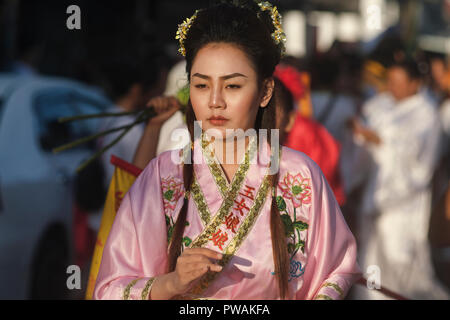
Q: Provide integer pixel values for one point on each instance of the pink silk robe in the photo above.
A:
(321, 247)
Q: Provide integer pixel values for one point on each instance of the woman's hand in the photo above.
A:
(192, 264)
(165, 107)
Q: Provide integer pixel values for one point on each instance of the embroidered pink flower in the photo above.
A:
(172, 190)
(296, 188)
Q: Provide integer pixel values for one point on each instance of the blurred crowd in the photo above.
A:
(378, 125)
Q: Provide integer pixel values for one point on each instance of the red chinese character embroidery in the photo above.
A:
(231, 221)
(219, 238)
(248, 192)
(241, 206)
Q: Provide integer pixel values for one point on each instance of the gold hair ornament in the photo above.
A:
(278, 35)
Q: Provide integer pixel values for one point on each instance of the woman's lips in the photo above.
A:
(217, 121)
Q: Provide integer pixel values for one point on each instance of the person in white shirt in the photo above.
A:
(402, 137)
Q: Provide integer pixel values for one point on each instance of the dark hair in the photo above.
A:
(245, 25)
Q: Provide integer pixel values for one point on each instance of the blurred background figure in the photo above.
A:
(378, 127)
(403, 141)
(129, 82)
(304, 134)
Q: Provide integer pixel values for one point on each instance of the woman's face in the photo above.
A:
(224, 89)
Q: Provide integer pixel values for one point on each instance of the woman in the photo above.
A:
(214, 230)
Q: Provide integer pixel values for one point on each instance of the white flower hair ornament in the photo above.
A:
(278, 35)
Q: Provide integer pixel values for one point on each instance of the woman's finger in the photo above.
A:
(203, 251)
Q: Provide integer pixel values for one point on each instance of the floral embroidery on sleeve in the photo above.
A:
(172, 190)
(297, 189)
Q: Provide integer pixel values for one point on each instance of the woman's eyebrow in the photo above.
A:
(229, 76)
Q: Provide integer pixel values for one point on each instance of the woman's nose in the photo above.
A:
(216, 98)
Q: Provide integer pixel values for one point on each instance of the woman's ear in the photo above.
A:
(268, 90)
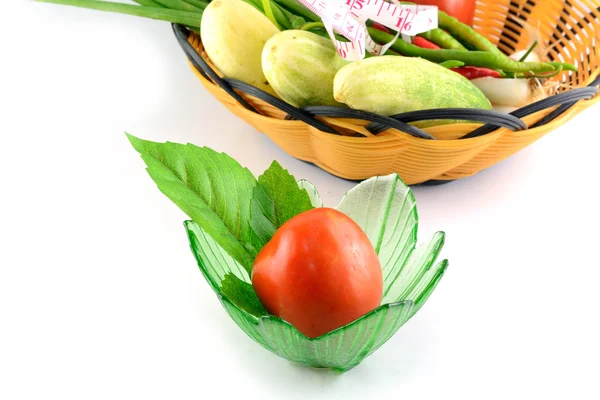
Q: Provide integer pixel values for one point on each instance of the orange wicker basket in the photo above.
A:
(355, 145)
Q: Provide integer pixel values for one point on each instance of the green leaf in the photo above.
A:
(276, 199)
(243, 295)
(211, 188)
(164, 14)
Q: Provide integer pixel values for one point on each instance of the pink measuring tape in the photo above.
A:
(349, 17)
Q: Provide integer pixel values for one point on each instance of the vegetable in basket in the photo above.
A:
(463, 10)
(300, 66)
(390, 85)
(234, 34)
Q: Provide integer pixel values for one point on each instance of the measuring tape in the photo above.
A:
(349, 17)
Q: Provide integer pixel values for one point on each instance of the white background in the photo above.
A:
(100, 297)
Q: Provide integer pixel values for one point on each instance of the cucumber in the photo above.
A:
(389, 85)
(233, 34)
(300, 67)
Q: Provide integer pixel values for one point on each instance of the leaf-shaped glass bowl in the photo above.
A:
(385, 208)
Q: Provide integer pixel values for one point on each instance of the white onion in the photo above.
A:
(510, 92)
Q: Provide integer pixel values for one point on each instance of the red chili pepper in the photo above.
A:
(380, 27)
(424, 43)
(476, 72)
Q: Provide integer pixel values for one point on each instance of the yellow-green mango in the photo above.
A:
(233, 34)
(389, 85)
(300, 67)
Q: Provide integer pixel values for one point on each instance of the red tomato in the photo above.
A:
○ ○ ○
- [DIRECTION]
Give back every row above word for word, but leave the pictures out.

- [SOLUTION BELOW]
Q: Provide integer pixel values for one point on each instance of the pink silk robe in the photo above.
A:
(321, 247)
Q: Provide integer pixel values for one point on each instance of the woman's hand in the photo above.
A:
(192, 264)
(165, 107)
Q: Provide integer pixel values for one point on each instance of the embroidered pink flower in the photo above.
A:
(172, 190)
(296, 188)
Q: Provide integer pixel values for one point on each instance of the blurred crowd in the photo above.
A:
(378, 125)
Q: Provide integer pixel values for one point on each instance of the red chinese character embroidery in the photo above.
A:
(231, 221)
(219, 238)
(248, 192)
(241, 206)
Q: Provide integer pixel values for one point on each instance of the gold hair ornament in the photo above.
A:
(278, 35)
Q: Provide integer pixel values for one point on each instance of the woman's lips in the photo above.
A:
(217, 121)
Q: Provide integer pixel values for one point on each instance of the person in white shirt in the photo above.
A:
(402, 137)
Q: Provide integer pixel values for one point on each instance of the dark hair in the photo above.
A:
(245, 25)
Q: Provide integer pixel values for one point on each instance of the blurred background figure in the photo above.
A:
(378, 127)
(403, 141)
(129, 82)
(304, 134)
Q: Provide integer pixel values for one point on each instance of the woman's face in the photo above.
A:
(224, 89)
Q: Provide integer pixel values for one point on each instance of the woman in the photo above.
A:
(214, 230)
Q: Provide integer pixel values for one point on each instance of the white flower hair ornament in the photo above.
A:
(278, 35)
Q: Provide integer pixel values for one point on each instance of the woman's finger in the photo above.
A:
(203, 251)
Q: Provide integer pixel values for one point on each instance of the floral embroidery on sleeve in the photo above.
A:
(172, 190)
(297, 189)
Q: Provide integer pixel values for one point on each instance of the woman's eyebrow in the photo above.
A:
(229, 76)
Q: Provide integer pixel values for one point on each instance of the woman's nose in the photo above.
A:
(216, 98)
Q: Provide integer pixel values for one point on each instance of the woman's ear in the photo above.
A:
(268, 90)
Q: Provide integer pixel values for one point on each instance of the orange wicker basket in the photo above.
A:
(355, 145)
Q: Provide integer pixel values for one point on each instance of the green leaf in the photo above.
A:
(276, 199)
(243, 295)
(211, 188)
(164, 14)
Q: Provide integer pixel values for one point on each instance of the pink measuring tape in the photo above.
A:
(349, 17)
Q: Provide integer pixel values for one point on each instance of the vegetable in basket in the photo above.
A:
(463, 10)
(300, 66)
(390, 85)
(234, 34)
Q: Provide integer pixel values for one point on each instance of the measuring tape in the photo above.
A:
(349, 17)
Q: Provide integer pixel values for one point on each instance of the white background in the photo above.
A:
(100, 297)
Q: Provide integer pixel values for one point on each instance of the cucumber in the photo above.
A:
(389, 85)
(233, 34)
(300, 67)
Q: Provide integer pixel values for one point on each instance of the leaf-shaped glass bowl in the photo above.
A:
(385, 208)
Q: Provide integer pixel values for one point on each instance of the white onion in the photo above.
A:
(510, 92)
Q: Provide integer pixel values for one point on each instance of the red chili pepper in the photo above.
A:
(380, 27)
(424, 43)
(476, 72)
Q: Provide integer pixel values for one point on each instance of the yellow-green mango in the photo above.
A:
(233, 34)
(389, 85)
(300, 67)
Q: Provide integer pixel values for one point on each instance of the red tomato in the photo above.
A:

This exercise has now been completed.